**Exercise details:** All of the records must be given again exactly.
• • • • • • •
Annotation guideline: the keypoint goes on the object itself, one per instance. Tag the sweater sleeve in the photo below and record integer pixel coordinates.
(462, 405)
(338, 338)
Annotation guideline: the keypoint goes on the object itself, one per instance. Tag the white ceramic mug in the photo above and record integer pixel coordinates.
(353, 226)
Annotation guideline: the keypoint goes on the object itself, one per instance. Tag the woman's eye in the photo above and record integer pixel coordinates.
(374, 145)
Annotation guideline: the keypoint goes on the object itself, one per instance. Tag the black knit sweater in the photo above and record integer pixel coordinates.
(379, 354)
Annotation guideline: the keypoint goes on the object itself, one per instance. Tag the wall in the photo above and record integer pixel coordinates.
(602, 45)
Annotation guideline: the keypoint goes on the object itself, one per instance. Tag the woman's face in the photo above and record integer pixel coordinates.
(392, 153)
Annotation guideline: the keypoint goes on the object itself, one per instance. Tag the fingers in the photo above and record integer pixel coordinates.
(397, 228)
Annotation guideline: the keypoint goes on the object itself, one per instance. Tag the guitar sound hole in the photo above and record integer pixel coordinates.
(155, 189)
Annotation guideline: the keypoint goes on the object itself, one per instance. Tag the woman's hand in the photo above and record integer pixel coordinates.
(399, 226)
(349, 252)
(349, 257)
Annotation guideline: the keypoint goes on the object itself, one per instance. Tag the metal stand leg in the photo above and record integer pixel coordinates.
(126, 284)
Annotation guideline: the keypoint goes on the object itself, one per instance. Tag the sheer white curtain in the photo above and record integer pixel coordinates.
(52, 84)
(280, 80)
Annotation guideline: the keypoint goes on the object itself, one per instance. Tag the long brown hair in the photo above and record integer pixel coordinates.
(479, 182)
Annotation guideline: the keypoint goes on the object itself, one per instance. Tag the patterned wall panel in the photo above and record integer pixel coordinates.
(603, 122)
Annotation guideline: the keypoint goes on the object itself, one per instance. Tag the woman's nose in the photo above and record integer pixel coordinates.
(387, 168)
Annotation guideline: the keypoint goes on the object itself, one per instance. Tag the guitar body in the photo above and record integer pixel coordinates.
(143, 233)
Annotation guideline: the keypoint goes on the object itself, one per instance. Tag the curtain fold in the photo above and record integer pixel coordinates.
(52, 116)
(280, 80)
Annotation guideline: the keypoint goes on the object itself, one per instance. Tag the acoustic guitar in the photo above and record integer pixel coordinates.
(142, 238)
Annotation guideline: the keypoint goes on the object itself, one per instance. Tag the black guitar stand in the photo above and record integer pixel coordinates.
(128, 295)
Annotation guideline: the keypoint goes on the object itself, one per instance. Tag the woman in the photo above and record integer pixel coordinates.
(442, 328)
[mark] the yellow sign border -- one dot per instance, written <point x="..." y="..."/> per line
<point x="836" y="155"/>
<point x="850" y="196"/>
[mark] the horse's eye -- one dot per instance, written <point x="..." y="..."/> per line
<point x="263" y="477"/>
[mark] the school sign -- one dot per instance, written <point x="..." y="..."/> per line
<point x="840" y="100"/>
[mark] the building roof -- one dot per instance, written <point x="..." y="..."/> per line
• • • • • • •
**Expected answer:**
Annotation guideline: the keypoint goes on the object itself, one per instance. Tag the sweater sleeve in the photo below and record integer pixel coordinates.
(462, 405)
(338, 338)
Annotation guideline: the keypoint goes on the object itself, one per instance. Tag the white ceramic mug in the photo above and record integer pixel coordinates.
(353, 226)
Annotation guideline: the keypoint goes on the object itself, one per instance. Tag the woman's eye in the photo above and record integer pixel coordinates.
(374, 145)
Annotation guideline: the keypoint goes on the object itself, one per instance. Tag the black knit sweater in the photo above and record integer pixel coordinates.
(379, 354)
Annotation guideline: the keypoint goes on the object itself, one per instance. Tag the wall in the photo above and record integer pixel coordinates.
(602, 45)
Annotation guideline: the keypoint goes on the object itself, one per instance. Tag the woman's face in the photo above and record integer pixel coordinates.
(392, 153)
Annotation guideline: the keypoint goes on the object itself, one per instance. Tag the fingers in the photo above and record integer pixel coordinates.
(397, 228)
Annotation guideline: the keypoint goes on the object itself, one per instance. Tag the guitar sound hole in the photo above and record integer pixel coordinates.
(155, 189)
Annotation guideline: the keypoint goes on the object itself, one per instance. Tag the woman's hand in the photo above and record integer pixel coordinates.
(399, 226)
(349, 252)
(349, 257)
Annotation guideline: the keypoint goes on the object itself, one per instance. Tag the metal stand leg in the photo above and record integer pixel coordinates.
(126, 284)
Annotation guideline: the keypoint goes on the object itself, one per instance. Tag the sheer white curtain in the photo above and record integer pixel coordinates.
(52, 84)
(280, 80)
Annotation guideline: the keypoint goes on the object itself, one per instance. Tag the long brown hair in the photo above and record integer pixel coordinates.
(479, 182)
Annotation guideline: the keypoint goes on the object itself, one per instance. Tag the patterned wall panel in the photo above and record integer pixel coordinates.
(603, 122)
Annotation guideline: the keypoint goes on the object itself, one per instance. Tag the woman's nose in the photo above and record integer pixel coordinates.
(387, 168)
Annotation guideline: the keypoint goes on the object itself, one per instance. Tag the guitar body in the photo above and record integer pixel coordinates.
(143, 233)
Annotation guideline: the keypoint goes on the object itself, one per instance. Tag the curtain fold in the photo above and record integer pixel coordinates.
(52, 116)
(280, 80)
Annotation guideline: the keypoint goes on the object itself, one per instance. Tag the acoustic guitar in the photo above and record integer pixel coordinates.
(142, 238)
Annotation guideline: the keypoint goes on the object itself, one per instance. Tag the black guitar stand in the photo above and record integer pixel coordinates.
(128, 295)
Annotation guideline: the keypoint goes on the object itself, one per instance. Tag the woman in the photo above and record integer pixel coordinates.
(442, 328)
[mark] the yellow sign border -- one dot per instance, written <point x="..." y="..."/> per line
<point x="836" y="155"/>
<point x="850" y="196"/>
[mark] the horse's eye -- one dot per instance, written <point x="..." y="..."/> per line
<point x="263" y="477"/>
[mark] the school sign -- one dot per instance, written <point x="..." y="..."/> per line
<point x="840" y="100"/>
[mark] the building roof -- one dot per instance, written <point x="..." y="..."/> per line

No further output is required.